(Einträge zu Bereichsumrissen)
##############################

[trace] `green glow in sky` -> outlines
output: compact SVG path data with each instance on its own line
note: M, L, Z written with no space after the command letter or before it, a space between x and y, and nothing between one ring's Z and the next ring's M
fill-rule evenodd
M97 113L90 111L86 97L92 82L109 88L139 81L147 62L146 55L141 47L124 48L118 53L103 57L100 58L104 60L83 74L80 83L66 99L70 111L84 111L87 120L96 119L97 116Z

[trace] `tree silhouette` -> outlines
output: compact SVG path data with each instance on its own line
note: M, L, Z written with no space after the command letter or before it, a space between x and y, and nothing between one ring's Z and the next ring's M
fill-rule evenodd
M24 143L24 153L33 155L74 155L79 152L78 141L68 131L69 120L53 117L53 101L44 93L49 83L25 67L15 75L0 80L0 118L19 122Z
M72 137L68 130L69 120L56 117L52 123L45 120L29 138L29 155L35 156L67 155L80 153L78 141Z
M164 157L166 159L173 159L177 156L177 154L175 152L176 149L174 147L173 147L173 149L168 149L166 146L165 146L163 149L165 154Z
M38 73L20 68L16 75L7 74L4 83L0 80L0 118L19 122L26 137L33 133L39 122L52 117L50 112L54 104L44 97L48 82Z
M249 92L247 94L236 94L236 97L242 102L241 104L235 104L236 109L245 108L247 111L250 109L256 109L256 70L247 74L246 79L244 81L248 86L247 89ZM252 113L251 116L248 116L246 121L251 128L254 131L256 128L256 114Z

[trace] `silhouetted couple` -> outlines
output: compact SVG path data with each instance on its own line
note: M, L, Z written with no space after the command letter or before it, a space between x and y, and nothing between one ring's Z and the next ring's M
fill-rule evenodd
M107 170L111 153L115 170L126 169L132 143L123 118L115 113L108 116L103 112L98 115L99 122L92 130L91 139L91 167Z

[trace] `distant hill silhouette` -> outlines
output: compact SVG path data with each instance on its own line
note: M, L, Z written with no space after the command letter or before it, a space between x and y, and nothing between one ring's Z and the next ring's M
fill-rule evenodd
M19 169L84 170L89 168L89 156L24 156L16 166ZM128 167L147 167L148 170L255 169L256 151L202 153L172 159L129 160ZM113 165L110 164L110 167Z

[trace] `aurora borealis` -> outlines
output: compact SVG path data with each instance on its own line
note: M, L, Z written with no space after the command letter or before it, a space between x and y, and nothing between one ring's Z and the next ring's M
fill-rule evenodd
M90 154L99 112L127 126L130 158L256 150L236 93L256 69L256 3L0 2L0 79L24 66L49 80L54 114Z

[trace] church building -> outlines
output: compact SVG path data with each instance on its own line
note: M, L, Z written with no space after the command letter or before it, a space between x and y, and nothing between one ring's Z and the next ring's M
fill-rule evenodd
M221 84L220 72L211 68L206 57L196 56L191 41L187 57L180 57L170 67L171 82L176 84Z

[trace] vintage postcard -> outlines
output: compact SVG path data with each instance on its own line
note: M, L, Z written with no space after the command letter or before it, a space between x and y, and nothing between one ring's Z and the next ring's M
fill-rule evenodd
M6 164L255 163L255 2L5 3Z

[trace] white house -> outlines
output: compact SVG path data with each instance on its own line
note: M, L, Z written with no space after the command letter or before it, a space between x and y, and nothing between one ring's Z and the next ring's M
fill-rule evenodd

##############################

Schreibe die gesamte Auflistung oben Zeile für Zeile wortgetreu ab.

ANTWORT
[trace] `green glow in sky` -> outlines
output: compact SVG path data with each instance on its own line
note: M, L, Z written with no space after the command letter or before it, a space between x and y, and nothing between one ring's Z and the next ring's M
fill-rule evenodd
M97 113L90 111L86 97L92 82L109 88L139 81L147 62L146 55L141 47L124 48L118 53L103 57L100 58L104 60L83 74L80 83L66 99L70 111L84 111L87 120L96 119L97 116Z

[trace] `tree silhouette` -> outlines
output: compact SVG path data with each instance on its own line
note: M, L, Z written with no space after the command letter or before it, a space between x and y, and nothing between one ring's Z and the next ring's M
fill-rule evenodd
M24 143L24 153L33 155L74 155L79 152L78 141L68 131L69 120L53 117L53 101L44 93L49 83L25 67L15 75L0 80L0 118L19 122Z
M72 137L68 130L69 120L56 117L52 123L45 120L29 138L29 155L35 156L67 155L80 153L78 141Z
M164 157L166 159L173 159L177 156L177 154L175 152L176 149L174 147L173 147L173 149L168 149L166 146L165 146L163 149L165 154Z
M38 73L20 68L16 75L7 74L4 83L0 80L0 118L19 122L26 137L33 133L39 122L52 117L50 112L54 104L44 97L48 82Z
M249 92L247 94L236 94L236 97L242 102L241 104L235 104L236 109L245 108L247 111L250 109L256 109L256 70L247 74L246 79L244 81L248 86L247 89ZM252 113L251 116L248 116L246 121L251 128L254 131L256 128L256 114Z

[trace] `silhouetted couple` -> outlines
output: compact SVG path data with each instance on its own line
note: M, L, Z written with no space after the command letter or before it, a space between x and y, and nothing between one ring's Z and the next ring's M
fill-rule evenodd
M107 170L111 153L115 170L126 169L132 143L123 118L115 113L108 116L103 112L98 115L99 122L92 130L91 139L91 167Z

[trace] `distant hill silhouette` -> outlines
output: compact SVG path data with each instance on its own line
note: M, L, Z written with no space after the command letter or before it, a space between x and y, and nothing between one ring's Z and the next ring's M
fill-rule evenodd
M19 169L84 170L89 168L89 156L24 156L16 166ZM128 167L147 167L148 170L255 169L256 151L202 153L172 159L129 160ZM113 165L110 164L110 167Z

[trace] `aurora borealis` -> outlines
output: compact SVG path data with each instance on its own line
note: M, L, Z written with no space after the command letter or before it, a space between x and y, and nothing between one ring's Z and the next ring's M
fill-rule evenodd
M90 154L99 112L127 126L130 158L256 150L236 93L256 69L256 3L0 2L0 79L24 66L49 80L54 114Z

[trace] church building -> outlines
output: compact SVG path data with each instance on its own line
note: M, L, Z written with no space after the command letter or before it, a space between x and y, and nothing between one ring's Z and the next ring's M
fill-rule evenodd
M221 84L220 72L211 68L206 57L196 56L191 41L187 57L180 57L170 67L171 82L176 84Z

[trace] vintage postcard -> outlines
output: compact SVG path data with each instance on its own line
note: M, L, Z written with no space after the command letter or before it, a space between x and y, and nothing between one ring's Z and the next ring's M
fill-rule evenodd
M6 164L255 163L255 2L5 3Z

[trace] white house -> outlines
output: compact SVG path data with each instance on its own line
note: M, L, Z written with no space after the command letter or before it, a space between x and y, and nothing between one ring's Z and the next ring's M
fill-rule evenodd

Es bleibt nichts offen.